Set problem:
Write out the data below in full, unchanged, minus the images.

Records for the exercise:
········

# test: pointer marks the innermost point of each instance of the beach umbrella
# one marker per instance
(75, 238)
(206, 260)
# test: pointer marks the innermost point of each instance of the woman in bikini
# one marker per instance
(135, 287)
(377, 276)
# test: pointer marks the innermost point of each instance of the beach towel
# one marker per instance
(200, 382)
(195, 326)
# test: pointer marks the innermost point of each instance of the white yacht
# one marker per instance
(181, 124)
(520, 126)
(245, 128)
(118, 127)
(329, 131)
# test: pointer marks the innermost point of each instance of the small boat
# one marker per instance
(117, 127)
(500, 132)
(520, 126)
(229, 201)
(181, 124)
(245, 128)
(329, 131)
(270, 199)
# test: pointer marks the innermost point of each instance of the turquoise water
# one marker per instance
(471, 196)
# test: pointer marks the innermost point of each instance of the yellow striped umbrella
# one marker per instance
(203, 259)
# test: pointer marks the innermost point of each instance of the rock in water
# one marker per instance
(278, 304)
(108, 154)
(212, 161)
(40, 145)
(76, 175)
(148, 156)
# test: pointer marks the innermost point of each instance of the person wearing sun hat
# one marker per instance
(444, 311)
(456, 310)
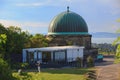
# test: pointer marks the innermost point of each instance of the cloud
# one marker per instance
(112, 5)
(8, 23)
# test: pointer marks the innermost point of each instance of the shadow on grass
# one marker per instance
(67, 71)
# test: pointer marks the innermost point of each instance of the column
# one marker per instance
(24, 54)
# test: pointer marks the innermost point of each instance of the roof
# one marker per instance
(55, 48)
(67, 23)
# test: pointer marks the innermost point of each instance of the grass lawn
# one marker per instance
(53, 74)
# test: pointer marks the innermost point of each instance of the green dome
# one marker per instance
(67, 23)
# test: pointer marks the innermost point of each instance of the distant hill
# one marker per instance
(104, 35)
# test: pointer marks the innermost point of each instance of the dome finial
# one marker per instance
(67, 8)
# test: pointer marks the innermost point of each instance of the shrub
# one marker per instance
(5, 71)
(90, 61)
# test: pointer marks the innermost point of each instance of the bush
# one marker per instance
(90, 61)
(79, 62)
(5, 71)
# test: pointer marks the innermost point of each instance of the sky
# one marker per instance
(36, 15)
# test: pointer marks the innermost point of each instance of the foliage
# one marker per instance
(5, 71)
(54, 74)
(79, 61)
(90, 61)
(105, 48)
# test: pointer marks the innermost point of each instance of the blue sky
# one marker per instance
(35, 15)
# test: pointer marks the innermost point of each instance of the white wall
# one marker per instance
(72, 54)
(60, 55)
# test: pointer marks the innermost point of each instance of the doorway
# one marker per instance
(46, 57)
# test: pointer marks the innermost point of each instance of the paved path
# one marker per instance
(107, 70)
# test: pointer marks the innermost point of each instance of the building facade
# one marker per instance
(69, 28)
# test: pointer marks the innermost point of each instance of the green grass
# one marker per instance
(53, 74)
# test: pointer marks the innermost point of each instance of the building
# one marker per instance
(69, 28)
(53, 54)
(67, 35)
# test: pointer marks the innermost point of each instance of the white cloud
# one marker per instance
(113, 5)
(8, 23)
(108, 27)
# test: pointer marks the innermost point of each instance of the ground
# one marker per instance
(53, 74)
(107, 70)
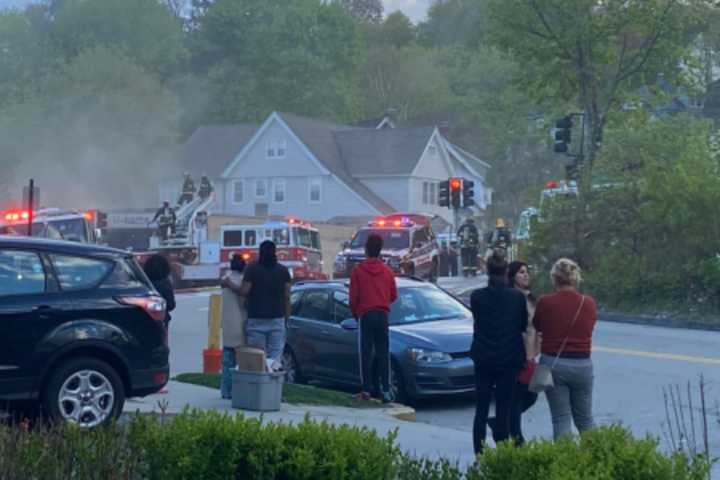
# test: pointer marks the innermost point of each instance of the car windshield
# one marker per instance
(393, 239)
(425, 304)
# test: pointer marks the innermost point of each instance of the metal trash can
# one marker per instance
(260, 391)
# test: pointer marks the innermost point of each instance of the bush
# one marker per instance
(606, 453)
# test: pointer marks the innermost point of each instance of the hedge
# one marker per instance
(210, 445)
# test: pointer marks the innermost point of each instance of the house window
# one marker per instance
(279, 190)
(238, 191)
(260, 188)
(276, 148)
(315, 190)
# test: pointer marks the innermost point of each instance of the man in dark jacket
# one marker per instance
(372, 291)
(500, 315)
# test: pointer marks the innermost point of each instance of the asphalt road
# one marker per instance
(632, 365)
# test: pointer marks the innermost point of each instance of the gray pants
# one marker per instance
(267, 334)
(571, 399)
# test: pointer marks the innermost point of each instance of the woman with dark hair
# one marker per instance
(157, 268)
(266, 285)
(500, 319)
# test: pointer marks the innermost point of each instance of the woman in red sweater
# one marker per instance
(566, 320)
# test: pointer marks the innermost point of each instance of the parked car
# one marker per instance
(430, 337)
(81, 329)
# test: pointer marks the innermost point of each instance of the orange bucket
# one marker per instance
(212, 360)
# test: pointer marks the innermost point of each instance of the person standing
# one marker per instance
(266, 286)
(500, 319)
(234, 317)
(566, 319)
(157, 268)
(372, 291)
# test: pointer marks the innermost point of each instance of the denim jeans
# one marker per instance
(228, 363)
(267, 334)
(571, 399)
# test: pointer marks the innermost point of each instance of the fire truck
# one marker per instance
(409, 246)
(71, 225)
(297, 242)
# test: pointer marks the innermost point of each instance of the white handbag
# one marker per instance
(542, 381)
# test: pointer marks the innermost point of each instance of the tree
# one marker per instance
(369, 11)
(265, 55)
(591, 53)
(454, 22)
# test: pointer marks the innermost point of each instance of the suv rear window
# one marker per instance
(21, 273)
(77, 273)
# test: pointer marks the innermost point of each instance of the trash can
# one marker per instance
(260, 391)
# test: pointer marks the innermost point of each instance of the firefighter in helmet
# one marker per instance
(469, 239)
(188, 192)
(499, 240)
(206, 188)
(165, 216)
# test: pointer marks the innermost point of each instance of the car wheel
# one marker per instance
(291, 368)
(397, 384)
(84, 391)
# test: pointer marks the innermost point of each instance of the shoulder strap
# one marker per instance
(572, 324)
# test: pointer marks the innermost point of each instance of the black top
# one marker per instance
(501, 317)
(267, 294)
(165, 289)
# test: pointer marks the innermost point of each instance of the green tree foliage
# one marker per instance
(264, 55)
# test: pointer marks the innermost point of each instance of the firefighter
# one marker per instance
(165, 216)
(206, 188)
(188, 192)
(499, 240)
(469, 239)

········

Reply:
# test: pointer marks the innermost point of each instance of the beach umbrella
# one marker per instance
(75, 238)
(206, 260)
# test: pointer marks the innermost point of each instance of the woman in bikini
# one marker per instance
(135, 287)
(377, 276)
# test: pointer marks the innermost point of each instance of the beach towel
# one marker per instance
(200, 382)
(195, 326)
# test: pointer marks the innermost point of each instance of the white yacht
# one marker per instance
(181, 124)
(520, 126)
(245, 128)
(118, 127)
(329, 131)
# test: pointer marks the innermost point of each instance of the small boat
# one marker per instance
(117, 127)
(500, 132)
(520, 126)
(229, 201)
(181, 124)
(245, 128)
(329, 131)
(270, 199)
# test: pointer marks the innermost point of each instance of the turquoise water
# one marker per instance
(471, 196)
# test: pointer marks the innermost point of each instance of the yellow striped umbrella
# one marker per instance
(203, 259)
# test: pointer marks the innermost point of each instance of the rock in water
# one marker per instance
(278, 304)
(108, 154)
(212, 161)
(40, 145)
(76, 175)
(148, 156)
# test: pointer marks the innermost point of each instance of the person wearing sun hat
# one marker per instance
(444, 311)
(456, 310)
# test: pointer marks the innermost point of each instance of the cloud
# one marker per instance
(112, 5)
(8, 23)
# test: pointer marks the innermost point of each instance of the shadow on grass
# one marker per instance
(67, 71)
# test: pointer marks the innermost point of each instance of the column
# one marker per instance
(24, 54)
# test: pointer marks the innermost point of each instance of the roof
# one marker per instance
(55, 48)
(67, 23)
# test: pointer marks the innermost point of each instance of the grass lawn
# one marker per instance
(53, 74)
# test: pointer marks the innermost point of each instance of the green dome
# one marker per instance
(67, 23)
# test: pointer marks the innermost point of each instance of the distant hill
# one marker per instance
(104, 35)
# test: pointer marks the innermost point of each instance of the dome finial
# one marker per instance
(67, 8)
# test: pointer marks the innermost point of each instance of the shrub
# one marker per instance
(5, 71)
(90, 61)
# test: pointer marks the innermost point of each instance of the bush
# one marker per instance
(90, 61)
(79, 62)
(5, 71)
# test: pointer marks the innermost point of each instance of the sky
# one marker per instance
(36, 15)
# test: pointer marks the innermost point of each instance of the foliage
# one marker per instance
(5, 71)
(54, 74)
(79, 61)
(90, 61)
(105, 48)
# test: pointer marks the innermost point of each instance of the blue sky
# one marker per instance
(35, 15)
# test: pointer marks the innermost point of each instance of the white wall
# one marker per instance
(72, 54)
(60, 55)
# test: pointer marks the innermost point of each instance of the doorway
# one marker per instance
(46, 57)
# test: pointer marks the innermost point of each instance of the paved path
# one marker per instance
(107, 70)
# test: pointer marks the innermost point of each instance of the building facade
# one marker per instance
(69, 28)
# test: pointer marks the innermost point of each instance of the green grass
# one marker per instance
(53, 74)
# test: pointer marks the innermost point of each instance of the building
# one marker per instance
(69, 28)
(53, 54)
(67, 35)
# test: pointer marks the innermost point of each instance of the white cloud
# one marker per instance
(113, 5)
(8, 23)
(108, 27)
# test: pointer marks the innermost point of each instance of the ground
# one marker per instance
(53, 74)
(107, 70)
# test: pointer marks the innermost point of each instance of the car windshield
# one marker per instance
(393, 239)
(425, 304)
# test: pointer marks the innermost point of each instance of the metal trash can
# one marker per instance
(260, 391)
# test: pointer marks the innermost point of each instance of the bush
# one marker per instance
(606, 453)
# test: pointer marks the innermost point of each instance of the hedge
# one marker per instance
(210, 445)
# test: pointer marks the innermost point of each instance of the house window
# one marker per instance
(279, 190)
(238, 191)
(260, 188)
(276, 148)
(315, 190)
# test: pointer marks the innermost point of each instance of the man in dark jacket
# one marker per instance
(372, 291)
(500, 315)
# test: pointer marks the innermost point of each instance of the asphalt road
# one marker per instance
(632, 365)
# test: pointer marks the innermost point of each instance of the gray pants
# one marker per instance
(267, 334)
(571, 399)
# test: pointer marks the innermost point of each instance of the woman with dark hair
# one marker per instance
(157, 268)
(266, 285)
(500, 319)
# test: pointer marks the innermost point of each instance of the woman in red sweater
# one marker per instance
(566, 320)
# test: pointer marks the innermost point of each instance of the parked car
# one marker per instance
(430, 337)
(81, 329)
# test: pointer marks the innermost point of each instance of the orange bucket
# one marker per instance
(212, 360)
# test: pointer marks the innermost point of each instance of the person standing
# one marker per instance
(266, 286)
(500, 319)
(234, 317)
(566, 319)
(157, 268)
(372, 291)
# test: pointer marks the innermost point of each instance of the denim jeans
# one marker per instance
(228, 363)
(267, 334)
(571, 399)
# test: pointer marks the innermost point of each instance of the fire truck
# one marker per instance
(409, 246)
(71, 225)
(297, 242)
# test: pointer marks the innermost point of each instance of the white handbag
# one marker per instance
(542, 381)
# test: pointer marks the innermost point of each instance of the tree
# one marker per instance
(369, 11)
(265, 55)
(591, 53)
(454, 22)
# test: pointer marks the innermost point of each instance of the suv rear window
# one marker per instance
(21, 273)
(77, 273)
# test: pointer marks the innermost point of each instance of the trash can
# one marker per instance
(260, 391)
# test: pointer marks the innermost point of each instance of the firefighter in helmet
# one marker per instance
(469, 239)
(188, 192)
(499, 240)
(206, 188)
(165, 216)
# test: pointer marks the innermost point of each instance of the car wheel
# one marker per instance
(291, 368)
(397, 384)
(84, 391)
# test: pointer marks the innermost point of each instance of the shoulder strap
# one marker per instance
(572, 324)
# test: pointer marks the innermost point of each instance of the black top
# one marker per instance
(501, 317)
(267, 294)
(165, 289)
# test: pointer marks the innermost point of each instance of the green tree foliage
# one marker per instance
(264, 55)
# test: pointer marks the innermost point of each instance of the firefighter
# one marker per instance
(165, 216)
(206, 188)
(188, 192)
(499, 240)
(469, 239)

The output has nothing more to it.